Exercise
Verbatim transcription with images omitted: return the entries below in full.

☆ ☆ ☆

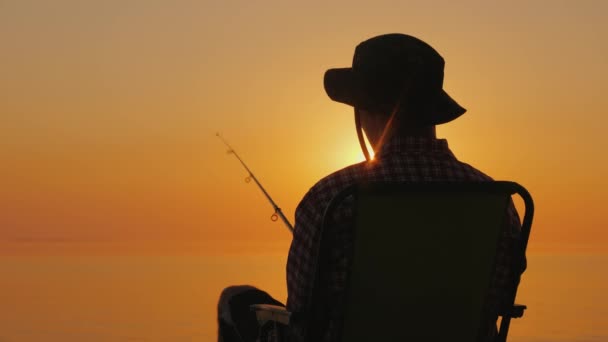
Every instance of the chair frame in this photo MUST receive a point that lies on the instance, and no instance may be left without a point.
(519, 248)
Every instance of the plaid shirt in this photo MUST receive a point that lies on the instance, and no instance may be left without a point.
(401, 160)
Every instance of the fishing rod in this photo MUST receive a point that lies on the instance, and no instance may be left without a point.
(277, 211)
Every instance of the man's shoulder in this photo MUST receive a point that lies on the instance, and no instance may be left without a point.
(324, 189)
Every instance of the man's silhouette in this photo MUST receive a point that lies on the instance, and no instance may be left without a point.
(396, 88)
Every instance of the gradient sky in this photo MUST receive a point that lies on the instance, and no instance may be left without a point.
(108, 114)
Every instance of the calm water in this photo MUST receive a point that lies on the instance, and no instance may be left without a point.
(174, 298)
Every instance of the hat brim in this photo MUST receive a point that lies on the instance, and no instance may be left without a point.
(346, 86)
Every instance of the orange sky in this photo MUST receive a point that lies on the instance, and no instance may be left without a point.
(108, 112)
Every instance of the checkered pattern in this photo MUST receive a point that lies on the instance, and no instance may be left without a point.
(403, 160)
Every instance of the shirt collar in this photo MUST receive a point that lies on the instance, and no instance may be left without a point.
(406, 145)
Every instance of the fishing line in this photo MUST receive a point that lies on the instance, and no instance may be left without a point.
(277, 211)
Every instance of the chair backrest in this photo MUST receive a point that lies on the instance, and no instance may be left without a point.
(424, 255)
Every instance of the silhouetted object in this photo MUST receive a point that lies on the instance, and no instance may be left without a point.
(416, 275)
(396, 88)
(277, 211)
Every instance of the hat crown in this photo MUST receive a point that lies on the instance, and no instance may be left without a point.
(399, 58)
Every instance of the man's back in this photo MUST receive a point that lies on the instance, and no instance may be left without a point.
(401, 160)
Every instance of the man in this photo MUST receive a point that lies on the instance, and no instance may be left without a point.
(395, 86)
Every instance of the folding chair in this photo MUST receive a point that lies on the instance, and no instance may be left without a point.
(423, 259)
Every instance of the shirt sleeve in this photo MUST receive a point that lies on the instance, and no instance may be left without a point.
(301, 259)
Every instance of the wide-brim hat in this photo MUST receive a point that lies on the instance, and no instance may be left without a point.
(395, 70)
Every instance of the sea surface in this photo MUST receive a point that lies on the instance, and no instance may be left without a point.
(174, 298)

☆ ☆ ☆

Exercise answer
Every instance of the chair frame in this photo MUST receive a point that lies on the instance, and no instance may be left without a point.
(519, 248)
Every instance of the plaid shirt in this photo MUST receive a point that lies on the instance, and no instance may be left without a point.
(401, 160)
Every instance of the fishing rod in this photo MUST receive a point that lies on the instance, and no instance may be left without a point.
(277, 211)
Every instance of the man's shoulder in this photo MUST receive a point that lies on the instance, and no instance may be left without a point.
(324, 189)
Every instance of the man's silhouette in this photo MUST receive a point that lies on the instance, and no instance may be left without a point.
(396, 88)
Every instance of the gradient sky in this photo MUST receive a point that lies on the instance, and no instance may be left without a point.
(108, 114)
Every instance of the calm water in this photo MUST receive a point that lies on the instance, and no instance may be left without a point.
(174, 298)
Every instance of the hat brim in this photo MUST receive a point that lies on the instance, and no instance may be left without a point.
(346, 86)
Every instance of the orange sky in this photo MUST receive a point that lies on the instance, and no instance may be left without a point.
(108, 112)
Every instance of the checkered pattern in this photo MUST receive a point that lies on the instance, and no instance may be left without a point.
(403, 160)
Every instance of the shirt collar in this photo MUST receive a point that lies on the instance, and no instance may be left without a point.
(406, 145)
Every instance of the fishing line in this photo MUST receive a point that lies on the instance, and no instance may be left without a point.
(277, 211)
Every instance of the chair backrest in this photo MUST receive a point that lies on the instance, and no instance may be left without a point.
(424, 255)
Every instance of the silhouetted object in this photo MUST receive a point that lies on the instance, and no instance may be left without a point.
(416, 275)
(396, 88)
(277, 211)
Every instance of the hat crown in this photo MUST receive a point that lies on the instance, and no instance may be left without a point.
(399, 58)
Every instance of the man's back in this photo MUST receive a point that lies on the instance, and no instance may be left without a point.
(401, 160)
Every instance of the man in this photo MUST receive a point that lies on the instance, and no instance may be left without a point.
(395, 86)
Every instance of the folding chair in this photo MUST receive a point that lies on the instance, and no instance may be left without a point.
(423, 259)
Every instance of the shirt sleeve in this photo MUST receive a point that lies on the instance, and no instance may be left without a point.
(301, 259)
Every instance of the wide-brim hat in this photo MUST receive a point that lies on the instance, and no instance may be left without a point.
(395, 70)
Every instance of the sea surface in this photo MUST receive a point that lies on the instance, and no instance may be left without a point.
(174, 298)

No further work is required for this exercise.